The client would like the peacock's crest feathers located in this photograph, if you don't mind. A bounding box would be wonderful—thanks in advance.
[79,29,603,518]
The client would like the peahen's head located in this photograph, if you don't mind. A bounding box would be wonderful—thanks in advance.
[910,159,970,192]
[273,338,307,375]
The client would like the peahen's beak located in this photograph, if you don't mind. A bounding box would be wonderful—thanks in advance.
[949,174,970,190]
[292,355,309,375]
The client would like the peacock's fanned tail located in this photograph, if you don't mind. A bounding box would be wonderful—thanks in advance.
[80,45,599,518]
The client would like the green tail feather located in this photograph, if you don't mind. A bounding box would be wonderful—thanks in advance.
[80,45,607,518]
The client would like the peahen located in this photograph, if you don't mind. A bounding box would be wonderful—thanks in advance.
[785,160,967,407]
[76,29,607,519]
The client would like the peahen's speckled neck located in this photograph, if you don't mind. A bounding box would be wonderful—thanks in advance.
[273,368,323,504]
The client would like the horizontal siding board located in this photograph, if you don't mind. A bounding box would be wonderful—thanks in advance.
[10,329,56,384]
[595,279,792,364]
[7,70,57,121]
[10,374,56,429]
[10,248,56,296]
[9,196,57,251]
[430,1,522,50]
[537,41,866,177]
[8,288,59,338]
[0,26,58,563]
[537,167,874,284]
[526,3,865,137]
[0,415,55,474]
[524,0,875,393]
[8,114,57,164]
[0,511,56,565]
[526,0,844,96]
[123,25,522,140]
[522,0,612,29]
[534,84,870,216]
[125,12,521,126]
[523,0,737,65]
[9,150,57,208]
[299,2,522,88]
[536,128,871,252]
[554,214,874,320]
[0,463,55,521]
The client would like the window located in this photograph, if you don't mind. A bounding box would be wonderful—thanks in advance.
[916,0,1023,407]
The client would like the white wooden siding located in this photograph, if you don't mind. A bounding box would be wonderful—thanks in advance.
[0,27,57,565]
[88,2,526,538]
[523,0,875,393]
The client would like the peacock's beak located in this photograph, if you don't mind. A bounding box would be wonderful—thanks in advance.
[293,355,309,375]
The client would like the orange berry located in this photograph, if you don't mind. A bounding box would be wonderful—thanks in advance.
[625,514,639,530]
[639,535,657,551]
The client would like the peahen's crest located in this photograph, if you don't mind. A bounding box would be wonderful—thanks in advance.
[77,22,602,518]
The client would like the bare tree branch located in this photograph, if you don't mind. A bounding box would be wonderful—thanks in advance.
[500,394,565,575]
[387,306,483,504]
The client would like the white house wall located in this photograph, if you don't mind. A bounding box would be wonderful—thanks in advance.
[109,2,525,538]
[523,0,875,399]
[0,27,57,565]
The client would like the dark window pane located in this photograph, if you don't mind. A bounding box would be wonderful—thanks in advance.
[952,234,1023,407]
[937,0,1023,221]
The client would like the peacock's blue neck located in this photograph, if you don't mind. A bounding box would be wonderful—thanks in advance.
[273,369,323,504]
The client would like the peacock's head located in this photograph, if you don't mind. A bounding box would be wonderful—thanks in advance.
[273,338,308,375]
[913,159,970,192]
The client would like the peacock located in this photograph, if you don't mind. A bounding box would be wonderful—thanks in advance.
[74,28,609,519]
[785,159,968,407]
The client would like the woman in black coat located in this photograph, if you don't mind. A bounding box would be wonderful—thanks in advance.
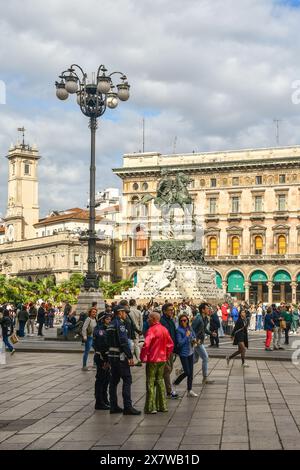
[226,310,249,367]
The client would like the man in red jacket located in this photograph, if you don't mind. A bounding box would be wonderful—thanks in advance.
[141,312,174,414]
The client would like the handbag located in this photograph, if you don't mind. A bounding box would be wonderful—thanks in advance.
[280,320,286,330]
[9,333,19,344]
[0,339,6,366]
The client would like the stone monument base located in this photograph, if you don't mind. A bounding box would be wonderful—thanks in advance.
[121,260,225,304]
[76,287,105,315]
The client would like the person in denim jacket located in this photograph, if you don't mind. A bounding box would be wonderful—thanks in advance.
[173,314,198,397]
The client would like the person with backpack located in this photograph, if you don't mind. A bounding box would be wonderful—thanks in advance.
[93,312,112,410]
[26,302,37,336]
[0,307,16,355]
[81,308,97,371]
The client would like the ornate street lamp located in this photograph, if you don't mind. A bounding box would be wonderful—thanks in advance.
[55,64,130,290]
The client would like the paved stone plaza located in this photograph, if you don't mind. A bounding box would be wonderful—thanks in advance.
[0,352,300,451]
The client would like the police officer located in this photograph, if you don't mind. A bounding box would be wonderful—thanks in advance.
[107,305,141,415]
[93,312,112,410]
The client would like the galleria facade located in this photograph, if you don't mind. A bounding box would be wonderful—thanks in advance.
[114,146,300,303]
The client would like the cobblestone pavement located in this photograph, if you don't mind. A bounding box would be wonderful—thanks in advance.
[0,352,300,452]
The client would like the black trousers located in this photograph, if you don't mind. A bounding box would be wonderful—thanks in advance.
[94,354,110,405]
[38,321,44,336]
[173,354,194,391]
[210,330,219,346]
[109,359,132,410]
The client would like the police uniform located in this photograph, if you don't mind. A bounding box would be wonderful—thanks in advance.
[93,321,110,410]
[107,316,133,412]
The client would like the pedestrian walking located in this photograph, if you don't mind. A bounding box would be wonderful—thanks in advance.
[209,311,221,348]
[160,303,178,399]
[173,313,198,397]
[226,309,249,367]
[0,307,15,354]
[18,305,29,338]
[280,303,293,344]
[141,312,174,414]
[192,302,214,385]
[37,302,46,336]
[107,305,141,415]
[264,307,275,351]
[272,304,284,351]
[26,302,37,336]
[81,308,97,371]
[93,312,112,410]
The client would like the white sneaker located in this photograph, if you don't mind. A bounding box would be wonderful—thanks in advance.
[188,390,198,397]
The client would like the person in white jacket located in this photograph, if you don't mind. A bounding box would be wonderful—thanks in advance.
[129,299,143,366]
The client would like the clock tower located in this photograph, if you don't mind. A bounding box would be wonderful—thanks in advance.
[5,132,40,242]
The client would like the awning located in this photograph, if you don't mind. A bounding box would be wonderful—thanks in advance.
[227,271,245,292]
[216,273,223,289]
[273,271,292,282]
[250,271,268,282]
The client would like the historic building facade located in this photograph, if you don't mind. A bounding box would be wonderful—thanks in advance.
[114,146,300,303]
[0,143,118,282]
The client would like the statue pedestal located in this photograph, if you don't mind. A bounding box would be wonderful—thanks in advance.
[121,260,224,304]
[76,287,105,315]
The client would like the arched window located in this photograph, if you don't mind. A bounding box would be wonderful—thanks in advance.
[131,196,141,217]
[135,226,148,256]
[254,236,263,255]
[278,235,286,255]
[231,237,240,256]
[209,237,218,256]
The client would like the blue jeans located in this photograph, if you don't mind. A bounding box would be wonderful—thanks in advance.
[3,336,14,352]
[173,354,194,391]
[19,320,26,338]
[194,344,208,377]
[256,315,262,330]
[83,336,93,367]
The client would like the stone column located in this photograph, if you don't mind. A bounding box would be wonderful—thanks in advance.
[280,282,285,302]
[267,281,274,305]
[291,281,297,304]
[257,282,263,302]
[245,281,251,304]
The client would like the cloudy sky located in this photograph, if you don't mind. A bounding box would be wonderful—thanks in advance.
[0,0,300,216]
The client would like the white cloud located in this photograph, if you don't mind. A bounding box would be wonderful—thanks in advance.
[0,0,300,215]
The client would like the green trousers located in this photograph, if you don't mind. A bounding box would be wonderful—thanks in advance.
[144,362,168,413]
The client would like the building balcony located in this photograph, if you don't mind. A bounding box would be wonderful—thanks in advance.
[122,256,150,266]
[250,212,266,221]
[227,213,242,222]
[274,211,289,220]
[205,214,220,223]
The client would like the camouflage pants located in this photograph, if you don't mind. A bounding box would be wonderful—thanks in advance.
[144,362,168,413]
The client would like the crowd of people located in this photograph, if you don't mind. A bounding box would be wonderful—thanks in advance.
[0,299,299,415]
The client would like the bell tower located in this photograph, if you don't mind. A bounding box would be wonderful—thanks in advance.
[5,127,40,242]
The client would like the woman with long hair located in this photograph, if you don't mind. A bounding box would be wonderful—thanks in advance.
[226,309,249,367]
[173,313,198,397]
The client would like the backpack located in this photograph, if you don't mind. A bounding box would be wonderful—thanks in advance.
[93,324,108,359]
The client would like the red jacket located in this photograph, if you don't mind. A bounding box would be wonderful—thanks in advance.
[141,323,174,362]
[221,304,229,321]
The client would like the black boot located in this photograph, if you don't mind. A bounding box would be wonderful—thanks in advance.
[123,406,142,416]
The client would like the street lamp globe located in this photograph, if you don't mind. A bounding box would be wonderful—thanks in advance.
[65,75,78,93]
[56,81,69,100]
[106,92,119,109]
[117,83,130,101]
[97,77,111,94]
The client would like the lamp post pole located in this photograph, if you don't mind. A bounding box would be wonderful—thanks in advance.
[55,64,130,291]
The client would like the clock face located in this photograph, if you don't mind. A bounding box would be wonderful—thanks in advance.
[6,225,15,242]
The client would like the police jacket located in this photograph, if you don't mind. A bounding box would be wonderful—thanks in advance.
[93,321,108,362]
[192,313,211,343]
[107,317,133,360]
[0,316,14,336]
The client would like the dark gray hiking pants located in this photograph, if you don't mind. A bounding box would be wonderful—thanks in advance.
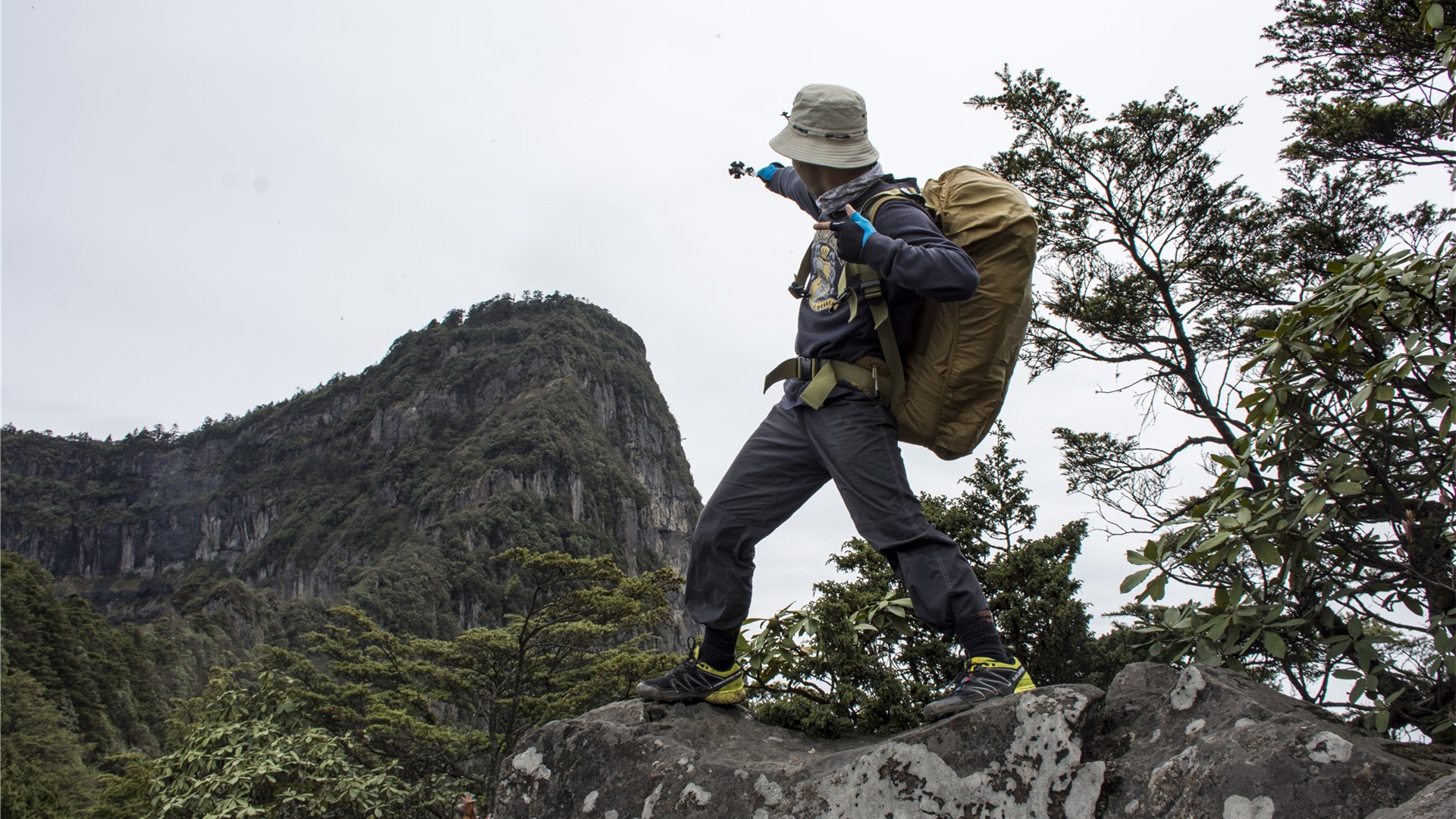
[684,394,990,639]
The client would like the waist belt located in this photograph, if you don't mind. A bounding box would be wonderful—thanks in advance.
[763,356,890,410]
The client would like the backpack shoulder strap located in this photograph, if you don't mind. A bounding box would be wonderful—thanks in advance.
[845,188,924,406]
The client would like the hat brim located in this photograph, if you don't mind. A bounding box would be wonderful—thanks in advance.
[769,125,880,168]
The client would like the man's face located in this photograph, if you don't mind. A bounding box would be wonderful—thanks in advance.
[792,158,834,198]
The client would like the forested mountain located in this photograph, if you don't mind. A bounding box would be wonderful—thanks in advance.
[0,293,701,642]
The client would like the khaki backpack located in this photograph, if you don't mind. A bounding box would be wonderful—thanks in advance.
[764,165,1037,460]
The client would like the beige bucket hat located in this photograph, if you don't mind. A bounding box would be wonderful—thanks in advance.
[769,83,880,168]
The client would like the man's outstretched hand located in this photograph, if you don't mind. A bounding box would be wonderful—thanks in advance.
[814,206,878,262]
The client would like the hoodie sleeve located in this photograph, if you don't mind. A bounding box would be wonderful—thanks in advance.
[764,166,818,218]
[861,198,980,302]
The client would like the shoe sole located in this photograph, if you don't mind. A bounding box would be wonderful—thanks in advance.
[920,685,1037,723]
[638,685,748,705]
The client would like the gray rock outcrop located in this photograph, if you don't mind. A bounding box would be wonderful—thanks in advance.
[494,663,1456,819]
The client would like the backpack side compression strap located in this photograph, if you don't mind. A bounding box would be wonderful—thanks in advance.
[845,188,924,406]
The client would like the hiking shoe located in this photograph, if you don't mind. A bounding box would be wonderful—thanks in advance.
[638,647,748,705]
[921,657,1037,723]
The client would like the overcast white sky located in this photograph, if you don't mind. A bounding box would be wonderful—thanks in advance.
[0,0,1450,626]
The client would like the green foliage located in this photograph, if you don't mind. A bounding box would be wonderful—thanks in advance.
[0,552,179,762]
[742,424,1147,736]
[971,0,1456,742]
[1124,243,1456,742]
[0,670,95,819]
[1264,0,1456,177]
[149,666,425,819]
[244,548,680,816]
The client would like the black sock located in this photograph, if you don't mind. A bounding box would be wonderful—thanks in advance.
[698,628,738,672]
[956,610,1010,663]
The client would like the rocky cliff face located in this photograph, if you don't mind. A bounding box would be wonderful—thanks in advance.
[0,296,701,642]
[495,663,1456,819]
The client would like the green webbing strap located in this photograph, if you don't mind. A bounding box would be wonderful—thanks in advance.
[763,359,880,410]
[763,188,924,410]
[799,362,839,410]
[763,359,801,392]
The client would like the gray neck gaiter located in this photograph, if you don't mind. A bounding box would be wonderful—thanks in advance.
[814,162,885,218]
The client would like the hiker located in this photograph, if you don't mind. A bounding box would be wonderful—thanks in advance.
[638,84,1032,720]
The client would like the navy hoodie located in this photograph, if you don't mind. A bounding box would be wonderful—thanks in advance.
[769,168,980,405]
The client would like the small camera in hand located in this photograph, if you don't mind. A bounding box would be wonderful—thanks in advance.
[728,162,753,179]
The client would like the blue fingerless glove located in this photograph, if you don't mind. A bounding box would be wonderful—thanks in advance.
[830,206,878,262]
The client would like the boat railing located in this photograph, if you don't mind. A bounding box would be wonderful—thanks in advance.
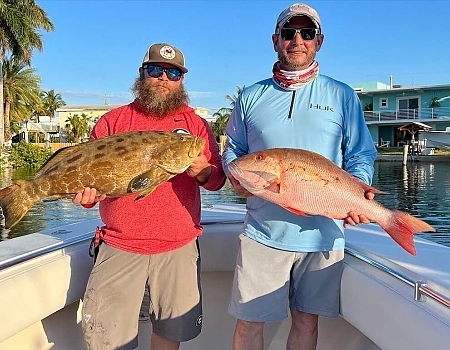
[345,247,450,309]
[0,228,450,308]
[0,230,94,271]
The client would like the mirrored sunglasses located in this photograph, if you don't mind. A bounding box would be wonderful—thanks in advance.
[142,64,183,81]
[280,28,320,41]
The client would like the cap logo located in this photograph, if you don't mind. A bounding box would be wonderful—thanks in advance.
[159,45,175,60]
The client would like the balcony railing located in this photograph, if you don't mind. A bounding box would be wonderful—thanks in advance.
[364,107,450,122]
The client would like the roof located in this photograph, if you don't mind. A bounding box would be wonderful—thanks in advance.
[56,105,120,112]
[357,84,450,95]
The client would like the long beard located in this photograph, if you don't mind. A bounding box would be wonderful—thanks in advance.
[131,78,189,118]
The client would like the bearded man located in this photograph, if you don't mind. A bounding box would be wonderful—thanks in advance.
[73,43,226,350]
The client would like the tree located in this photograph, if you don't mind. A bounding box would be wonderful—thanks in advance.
[41,89,66,122]
[3,56,41,141]
[211,108,231,139]
[0,0,54,147]
[65,113,92,143]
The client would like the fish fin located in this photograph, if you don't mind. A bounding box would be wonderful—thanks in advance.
[35,145,80,177]
[127,166,175,200]
[379,210,436,255]
[283,207,311,218]
[358,179,389,194]
[0,180,38,229]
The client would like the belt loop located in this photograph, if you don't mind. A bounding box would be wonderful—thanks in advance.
[89,226,103,263]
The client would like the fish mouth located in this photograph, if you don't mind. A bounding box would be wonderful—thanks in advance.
[188,137,205,158]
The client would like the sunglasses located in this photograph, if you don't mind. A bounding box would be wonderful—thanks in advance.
[280,28,320,41]
[142,64,183,81]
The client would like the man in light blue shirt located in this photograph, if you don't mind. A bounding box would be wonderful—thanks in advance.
[222,4,376,350]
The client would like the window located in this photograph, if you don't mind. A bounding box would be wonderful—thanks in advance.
[397,97,420,119]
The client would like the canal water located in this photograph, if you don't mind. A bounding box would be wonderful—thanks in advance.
[0,162,450,247]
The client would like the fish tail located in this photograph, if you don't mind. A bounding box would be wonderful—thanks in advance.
[0,181,38,228]
[380,210,436,255]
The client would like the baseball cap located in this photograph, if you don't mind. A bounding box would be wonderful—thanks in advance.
[142,43,188,73]
[275,3,321,32]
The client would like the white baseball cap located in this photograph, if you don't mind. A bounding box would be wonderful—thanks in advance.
[275,3,321,32]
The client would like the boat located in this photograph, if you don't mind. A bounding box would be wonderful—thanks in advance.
[419,127,450,150]
[0,204,450,350]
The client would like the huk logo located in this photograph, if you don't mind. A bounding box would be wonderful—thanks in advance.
[309,103,334,112]
[195,315,203,327]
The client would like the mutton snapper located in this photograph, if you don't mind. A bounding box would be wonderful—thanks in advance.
[0,131,205,228]
[228,148,435,255]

--- --- ---

Instructions for the task:
Retype exactly the lines from the one containing "The client would like the baseball" through the last line of the records above, including both.

Complete answer:
The client would like the baseball cap located in this photograph, if you don't mind. A bounding box would be wonderful—thanks in advance.
[142,43,188,73]
[275,3,321,32]
The client would like the white baseball cap located in this photograph, if you don't mind. A bounding box would be wonderful—thanks in advance.
[275,3,321,32]
The client would like the boat located in this photograph, if you don't mind. A bounding box would be wonderful—thanks in advance.
[419,127,450,150]
[0,204,450,350]
The client would like the huk logo located in this photograph, if you don't mind. A bounding box would be wonderful—thanks in advance.
[309,103,334,112]
[195,315,203,327]
The client would like the mutton snapper located in this photograph, if you don't mind. A bounding box would be wonderful—thanks in advance.
[0,131,205,228]
[228,148,435,255]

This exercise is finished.